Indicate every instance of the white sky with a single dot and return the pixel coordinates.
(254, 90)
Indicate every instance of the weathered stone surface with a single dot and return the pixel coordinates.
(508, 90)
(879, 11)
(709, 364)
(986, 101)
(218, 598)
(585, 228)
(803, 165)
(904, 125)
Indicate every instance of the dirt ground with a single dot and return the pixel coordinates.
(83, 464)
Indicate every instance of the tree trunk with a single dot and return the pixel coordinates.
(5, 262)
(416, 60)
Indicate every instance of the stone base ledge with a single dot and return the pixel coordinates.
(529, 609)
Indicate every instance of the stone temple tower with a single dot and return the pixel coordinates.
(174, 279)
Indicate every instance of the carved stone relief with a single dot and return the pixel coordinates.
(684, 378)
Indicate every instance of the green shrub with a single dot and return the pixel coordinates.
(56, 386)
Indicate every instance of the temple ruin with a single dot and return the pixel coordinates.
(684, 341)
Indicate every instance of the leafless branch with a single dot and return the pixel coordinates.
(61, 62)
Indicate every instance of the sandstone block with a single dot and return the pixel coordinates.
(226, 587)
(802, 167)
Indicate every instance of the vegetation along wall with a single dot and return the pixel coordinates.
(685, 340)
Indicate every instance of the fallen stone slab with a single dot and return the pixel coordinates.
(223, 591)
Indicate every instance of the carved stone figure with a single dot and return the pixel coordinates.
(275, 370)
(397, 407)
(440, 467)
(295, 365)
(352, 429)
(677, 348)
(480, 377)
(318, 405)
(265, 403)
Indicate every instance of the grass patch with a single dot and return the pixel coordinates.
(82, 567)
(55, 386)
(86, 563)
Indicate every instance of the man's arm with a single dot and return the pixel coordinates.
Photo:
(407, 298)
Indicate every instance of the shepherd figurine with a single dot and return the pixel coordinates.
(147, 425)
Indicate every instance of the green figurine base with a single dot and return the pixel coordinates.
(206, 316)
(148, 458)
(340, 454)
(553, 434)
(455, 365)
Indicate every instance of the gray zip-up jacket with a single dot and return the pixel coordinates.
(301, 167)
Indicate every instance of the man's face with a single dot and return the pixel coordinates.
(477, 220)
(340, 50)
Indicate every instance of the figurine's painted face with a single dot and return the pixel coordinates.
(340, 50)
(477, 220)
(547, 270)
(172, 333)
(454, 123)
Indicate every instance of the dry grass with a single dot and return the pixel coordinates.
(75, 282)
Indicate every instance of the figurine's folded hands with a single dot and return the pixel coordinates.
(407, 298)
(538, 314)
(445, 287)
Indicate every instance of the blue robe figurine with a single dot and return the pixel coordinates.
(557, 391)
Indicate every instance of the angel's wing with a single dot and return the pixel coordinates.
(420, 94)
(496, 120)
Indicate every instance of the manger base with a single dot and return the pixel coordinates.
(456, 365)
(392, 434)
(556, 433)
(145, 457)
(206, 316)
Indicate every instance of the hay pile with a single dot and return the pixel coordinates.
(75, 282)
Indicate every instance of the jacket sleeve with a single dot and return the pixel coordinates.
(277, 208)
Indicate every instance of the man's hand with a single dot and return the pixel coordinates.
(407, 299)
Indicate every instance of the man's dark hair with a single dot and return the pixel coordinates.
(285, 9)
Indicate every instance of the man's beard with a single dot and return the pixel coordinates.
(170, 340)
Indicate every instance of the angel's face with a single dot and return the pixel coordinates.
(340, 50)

- What the exercise asks
Produce an exact copy of every entry above.

- Answer to the exercise
Indicate every instance of the white sky with a single dot and return the pixel coordinates.
(254, 90)
Indicate every instance of the weathered stone surface with a single dot and return the pixel coordinates.
(508, 90)
(879, 11)
(709, 364)
(986, 101)
(218, 598)
(585, 228)
(803, 165)
(904, 125)
Indicate every instance of the dirt ground with a single dot and return the pixel coordinates.
(83, 464)
Indicate every instance of the tree trunk with a single dot and return the pixel coordinates.
(5, 262)
(416, 60)
Indicate every instance of the stone base ledge with a single dot and return the pixel coordinates.
(529, 609)
Indicate every instance of the stone temple tower with a single dot and return the pixel coordinates.
(174, 279)
Indicate every instance of the carved stone relief with a single dot and return the pixel coordinates.
(684, 378)
Indicate every instance of the green shrub with a single dot and return the pixel coordinates.
(56, 386)
Indicate every instance of the temple ruin with a single dot and return the pixel coordinates.
(684, 341)
Indicate every instance of the leafless branch with a single dot and return the pixel coordinates.
(61, 62)
Indicate every instance of the sandstone block with a single dot and return the pixel coordinates.
(226, 587)
(802, 167)
Indicate every instance of the vegetation along wall with a single dot and return the pixel coordinates.
(685, 340)
Indicate every instance of the fallen stone slab with a single dot and return the pixel coordinates.
(223, 591)
Indicate every instance of the carved stone figure with a single dot and return the pixel coordinates.
(275, 370)
(397, 407)
(440, 467)
(295, 365)
(352, 429)
(677, 348)
(480, 377)
(318, 405)
(265, 403)
Indicate every instance of the grass patch with a single dot and return the pixel coordinates.
(82, 567)
(55, 386)
(86, 563)
Indicate every instance of the man's arm with a single dot and return the pixel coordinates.
Photo:
(407, 298)
Indicate every instance of the shepherd figurine with a single dot and return the pixel coordinates.
(147, 425)
Indicate every instance of the green figurine base with a single dot and return the pixel coordinates.
(206, 316)
(148, 458)
(340, 454)
(553, 434)
(455, 365)
Indicate every instance of the gray zip-up jacket with a single dot and return the pixel coordinates.
(301, 167)
Indicate every instance of the man's face with a single dot and return the pixel coordinates.
(477, 220)
(340, 50)
Indicate every instance of the figurine's painted face with a single dot and return the pixel coordinates.
(340, 50)
(477, 220)
(547, 270)
(172, 333)
(454, 123)
Indicate every instance of the dry grass with a single dot and return the pixel coordinates.
(75, 282)
Indicate every instance of the figurine's folded hands with a single dot and return the pixel coordinates.
(407, 298)
(538, 314)
(445, 287)
Indicate every instance of the blue robe figurine with a single dot and return the pixel coordinates.
(557, 391)
Indicate every instance of the angel's wing with a single dot and return the pixel coordinates.
(420, 94)
(496, 120)
Indicate every instance of the manger base with a single dot and return the pixel coordinates.
(456, 365)
(392, 434)
(556, 433)
(145, 457)
(206, 316)
Indicate every instance of the hay pile with a single dot and return the pixel coordinates.
(75, 282)
Indicate every instance of the jacket sleeve with a single dot and return the pixel coordinates.
(277, 208)
Indicate every instance of the man's hand with a single dot and return the pixel coordinates.
(407, 299)
Indicate every instance of the man's dark hair with a single dot and return the pixel coordinates.
(285, 9)
Indicate every instance of the man's beard with a single dot and return the pixel coordinates.
(170, 340)
Indicate every instance of the angel's face with a single dot and return the pixel coordinates.
(340, 50)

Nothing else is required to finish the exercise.